Task prompt
What is needed is an exact copy of the records, with the images left out.

(Stored data entries)
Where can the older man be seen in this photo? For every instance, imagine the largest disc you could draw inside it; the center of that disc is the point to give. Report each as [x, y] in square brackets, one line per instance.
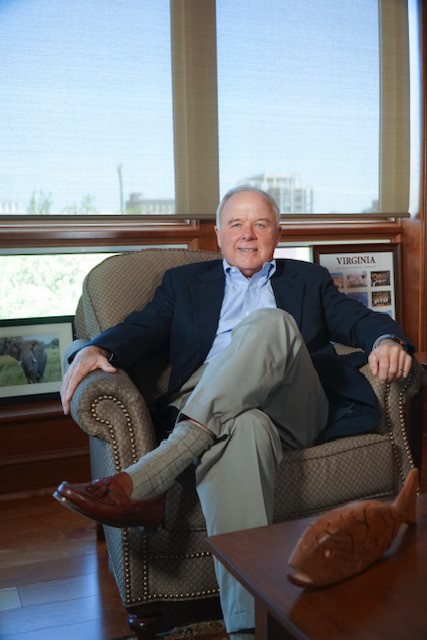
[253, 372]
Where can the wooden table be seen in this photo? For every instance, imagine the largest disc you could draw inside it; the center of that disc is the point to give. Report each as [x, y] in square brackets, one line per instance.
[388, 601]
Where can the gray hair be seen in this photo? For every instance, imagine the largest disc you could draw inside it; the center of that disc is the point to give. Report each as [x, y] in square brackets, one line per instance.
[266, 196]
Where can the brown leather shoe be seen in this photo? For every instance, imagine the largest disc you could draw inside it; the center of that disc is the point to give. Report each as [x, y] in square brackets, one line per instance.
[107, 501]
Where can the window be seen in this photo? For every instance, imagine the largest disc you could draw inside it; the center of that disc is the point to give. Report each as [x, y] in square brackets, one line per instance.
[155, 107]
[85, 106]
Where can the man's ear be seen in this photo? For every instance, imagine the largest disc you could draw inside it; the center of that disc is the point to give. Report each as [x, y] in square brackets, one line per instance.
[218, 236]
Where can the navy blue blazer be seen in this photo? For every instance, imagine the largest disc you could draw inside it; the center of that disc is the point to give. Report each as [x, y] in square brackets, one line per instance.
[183, 316]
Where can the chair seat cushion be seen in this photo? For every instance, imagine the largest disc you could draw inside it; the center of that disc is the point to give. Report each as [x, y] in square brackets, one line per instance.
[323, 477]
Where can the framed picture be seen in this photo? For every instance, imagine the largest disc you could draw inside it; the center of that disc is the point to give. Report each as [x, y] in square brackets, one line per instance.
[369, 273]
[32, 353]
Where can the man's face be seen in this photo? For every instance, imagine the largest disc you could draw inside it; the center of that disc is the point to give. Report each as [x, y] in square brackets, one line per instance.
[249, 232]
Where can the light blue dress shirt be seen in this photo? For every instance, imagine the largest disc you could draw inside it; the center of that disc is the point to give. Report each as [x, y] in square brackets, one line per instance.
[242, 296]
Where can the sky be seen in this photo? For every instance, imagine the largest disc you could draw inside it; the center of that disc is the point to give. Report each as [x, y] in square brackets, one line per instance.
[85, 88]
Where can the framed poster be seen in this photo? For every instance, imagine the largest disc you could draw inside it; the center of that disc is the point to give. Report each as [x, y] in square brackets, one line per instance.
[32, 353]
[368, 273]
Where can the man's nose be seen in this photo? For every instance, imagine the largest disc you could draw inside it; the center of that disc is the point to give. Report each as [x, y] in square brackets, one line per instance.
[249, 231]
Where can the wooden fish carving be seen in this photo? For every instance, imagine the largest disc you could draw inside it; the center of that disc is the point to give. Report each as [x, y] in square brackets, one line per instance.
[345, 541]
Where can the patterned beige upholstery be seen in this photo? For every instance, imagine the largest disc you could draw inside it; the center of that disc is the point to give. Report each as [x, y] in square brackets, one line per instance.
[174, 563]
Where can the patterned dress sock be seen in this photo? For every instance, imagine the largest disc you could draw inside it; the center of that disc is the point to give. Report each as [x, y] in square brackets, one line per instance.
[155, 472]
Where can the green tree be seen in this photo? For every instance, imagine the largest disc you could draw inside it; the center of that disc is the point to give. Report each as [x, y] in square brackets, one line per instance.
[40, 204]
[86, 206]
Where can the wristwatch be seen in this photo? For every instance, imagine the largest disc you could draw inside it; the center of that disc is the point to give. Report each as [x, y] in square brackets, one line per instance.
[390, 336]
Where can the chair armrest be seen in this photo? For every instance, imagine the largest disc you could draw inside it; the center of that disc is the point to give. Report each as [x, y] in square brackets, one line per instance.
[393, 398]
[109, 407]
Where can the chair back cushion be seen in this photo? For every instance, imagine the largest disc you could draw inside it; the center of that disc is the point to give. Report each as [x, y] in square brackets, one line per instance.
[124, 283]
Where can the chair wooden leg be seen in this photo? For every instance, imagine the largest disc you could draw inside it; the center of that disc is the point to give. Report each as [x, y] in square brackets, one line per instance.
[144, 627]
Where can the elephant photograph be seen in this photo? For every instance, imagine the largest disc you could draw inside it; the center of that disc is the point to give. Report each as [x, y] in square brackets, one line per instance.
[31, 355]
[31, 358]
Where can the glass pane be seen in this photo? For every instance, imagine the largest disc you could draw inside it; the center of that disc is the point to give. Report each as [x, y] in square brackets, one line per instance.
[85, 106]
[299, 101]
[41, 286]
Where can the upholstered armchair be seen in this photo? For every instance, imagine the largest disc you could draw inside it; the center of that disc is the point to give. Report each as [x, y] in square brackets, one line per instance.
[154, 573]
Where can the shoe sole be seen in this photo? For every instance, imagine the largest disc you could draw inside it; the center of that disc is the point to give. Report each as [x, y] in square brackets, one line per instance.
[147, 529]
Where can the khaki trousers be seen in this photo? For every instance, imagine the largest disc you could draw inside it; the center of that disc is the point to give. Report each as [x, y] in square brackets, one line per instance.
[260, 395]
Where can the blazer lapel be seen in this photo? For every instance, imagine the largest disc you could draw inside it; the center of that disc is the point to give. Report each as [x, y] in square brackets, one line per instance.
[207, 294]
[288, 290]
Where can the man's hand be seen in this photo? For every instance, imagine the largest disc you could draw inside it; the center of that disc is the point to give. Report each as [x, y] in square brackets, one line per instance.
[389, 361]
[87, 360]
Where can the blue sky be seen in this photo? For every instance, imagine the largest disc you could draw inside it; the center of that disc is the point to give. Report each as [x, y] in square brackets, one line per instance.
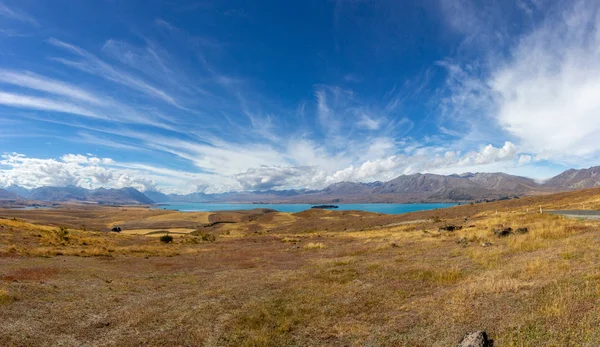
[216, 96]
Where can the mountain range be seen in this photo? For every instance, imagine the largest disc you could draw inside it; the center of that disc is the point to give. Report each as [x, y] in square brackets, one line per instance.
[402, 189]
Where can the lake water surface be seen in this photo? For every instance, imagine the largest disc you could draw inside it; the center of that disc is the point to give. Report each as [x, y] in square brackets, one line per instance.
[378, 208]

Solution to the exercise
Where can the older man be seen in this photo? For every instance, imagine the largest disc you could draw inside it; the center of that disc is the point to give. Report each as [x, y] in square brackets, one line per instance.
[253, 372]
Where can the wooden table be seen in this photo? For every instance, imagine the largest disc you could draw inside it; the center of that disc is the point to give. Report each as [x, y] in square brackets, one line per instance.
[388, 601]
Where can the gray hair be seen in this photo? For every instance, imagine the largest disc you could draw inside it; the center of that disc is the point to give. Report each as [x, y] in square brackets, one line per instance.
[266, 196]
Where can the brown leather shoe be seen in this photo? For every instance, imagine the largest disc you could draw inside it; the center of that disc is the point to give. Report each as [x, y] in square brackets, one line per instance.
[107, 501]
Where can the window be seen in this photo? For every instance, imagine the largest disc you could draw inside it; the center of that disc is the point to give. Report each as [x, y] in square brackets, one line per instance.
[155, 107]
[85, 106]
Where can the man's ear be seen in this photo? For every instance, imagine the largest disc you could draw inside it; the center of that disc is the point to give. Report each as [x, y] in square brackets, one line per instance.
[218, 236]
Where can the navy blue blazer be seen in this photo? For every instance, imagine the largest disc you could draw inside it; the center of that disc is the point to give. Report each as [x, y] in square brackets, one line per instance.
[183, 316]
Where can the chair seat cushion be seen in this photo? For every instance, imagine the largest disc you could draw inside it; the center of that disc is the point to give. Report each as [x, y] in square brackets, one line per instance.
[323, 477]
Where can the framed picture be seen in this photo? For every instance, imagine the largest disc you could draw inside it; the center of that disc is the point to give. Report each as [x, y] in square brackets, one line per instance.
[369, 273]
[32, 353]
Where can the man's face be seen in this photo? For every instance, imagine the largest disc you could draw inside it; the center of that disc is the point to give. Report each as [x, y] in square brackets, one line per instance.
[249, 232]
Where can the light blue dress shirt be seen in this photo? For every instance, imagine the largest disc you could draw inside it; the center of that disc is the point to give. Report each as [x, y] in square brackets, one line per instance.
[242, 296]
Where can the sky be seen in this photo? For every instance, imagine the largest disc you could draw inside it; the center of that disc is the point to give. Report each as [x, y] in square brackets, one line per instance.
[85, 88]
Where can the framed poster be seen in this photo? For every instance, imagine the largest disc you could draw inside it; the center of that disc is the point to give. Report each as [x, y] in square brackets, one line per instance.
[32, 353]
[368, 273]
Where can the man's nose be seen in this photo? For every instance, imagine the largest disc you could draw inside it; the center of that disc is the point to give. Report each as [x, y] in square brackets, one line per instance.
[249, 231]
Where can the wooden fish carving be seen in this photo? For every instance, imagine the largest disc you could draw inside it; the center of that disc is the point to give. Report each as [x, y] in square brackets, one line per instance.
[345, 541]
Where can the patterned beige upholstery be seen in this photo? For every instance, imagine the largest disc you could draw inside it; the center of that disc is the point to give. Report each as [x, y] in square brackets, one line per instance.
[174, 563]
Where can the patterned dress sock be seen in this photo? For every instance, imagine the largest disc you could draw inside it; the center of that disc is the point to give. Report each as [x, y] in square brackets, one line per instance.
[155, 472]
Where can the green tree be seen in this photo? For every instance, imagine the largest disc you could draw inside it; the center of that disc is the point to give. Report each as [x, y] in square brackets, one line per instance.
[40, 204]
[86, 206]
Where can the wristwatch be seen in this photo? For every instance, imagine the largest disc you could draw inside it; the center of that disc is the point to give. Report each as [x, y] in square brackets, one line per instance.
[390, 336]
Where can the chair armrest be seen in this photo? For every instance, imagine the largest disc you could draw inside it; the center of that disc is the point to give. Report each as [x, y] in square brackets, one line per instance.
[393, 398]
[109, 407]
Where can the chair back cushion be seen in this photo? For every instance, imagine the largest disc you could draw inside it; the center of that disc is the point to give. Report each as [x, y] in square brackets, one line per instance.
[124, 283]
Where can the chair wooden leg be seen in this photo? For every instance, imagine the largest disc you could draw inside it; the center of that disc is the point to give. Report each as [x, y] in square brackets, one line per instance.
[144, 627]
Where can the elephant photograph be seen in this photo? For every instance, imagine the largest disc you could draw inside it; the center of that disc is the point to give. Report each as [x, y] in square brackets, one line per instance.
[31, 355]
[31, 358]
Where can the glass pane be seen in this photo? For every instance, imagine the largest disc you could draw inside it; the center of that disc is the point to give. Report each as [x, y] in square brackets, one line per instance.
[85, 106]
[299, 101]
[41, 286]
Where can the upholstered armchair be seen in this photo? For every instance, imagine the largest disc you could draw inside it; the center of that disc is the point to give. Report each as [x, y] in square brackets, one line per instance.
[154, 573]
Where can the shoe sole be seen in this photo? For every instance, imagine the largest disc you could draw inside it; the center of that disc is the point to give. Report each as [x, y] in square brackets, one line per instance.
[147, 529]
Where can the khaki trousers be seen in this photo? For every instance, imagine the largest disc you could draw inside it; the center of that disc is the point to give. Report each as [x, y] in square brackets, one line per instance.
[260, 395]
Where can the blazer lapel be seen in this photo? For every instance, imagine the largest disc you could draw inside it; the center of that disc is the point to give. Report each as [x, y] in square brackets, one line per instance.
[207, 294]
[288, 290]
Where can the man's hand be seen in this photo? For every instance, imagine the largest disc you could draw inside it; the center of that disc is the point to give. Report each as [x, y] in square brackets, one line per instance.
[389, 361]
[87, 360]
Where can the blue sky be seen in this photo? For every instance, imagine the largest disc you could draw inside it; the center of that disc is the point to give. Report each as [x, y] in square brackets, one line per instance.
[216, 96]
Where can the mountain range be seen in this photo? For every instance, imagine the largest disc you could draw inside it; the center of that disc is the point to give. Report each as [x, y] in square brackets, one line per instance.
[402, 189]
Where can the lake water surface be seen in this photo? For every instance, imagine the largest disc you could draw inside it; the center of that disc is the point to give. Report each as [x, y] in square brackets, one line per instance.
[378, 208]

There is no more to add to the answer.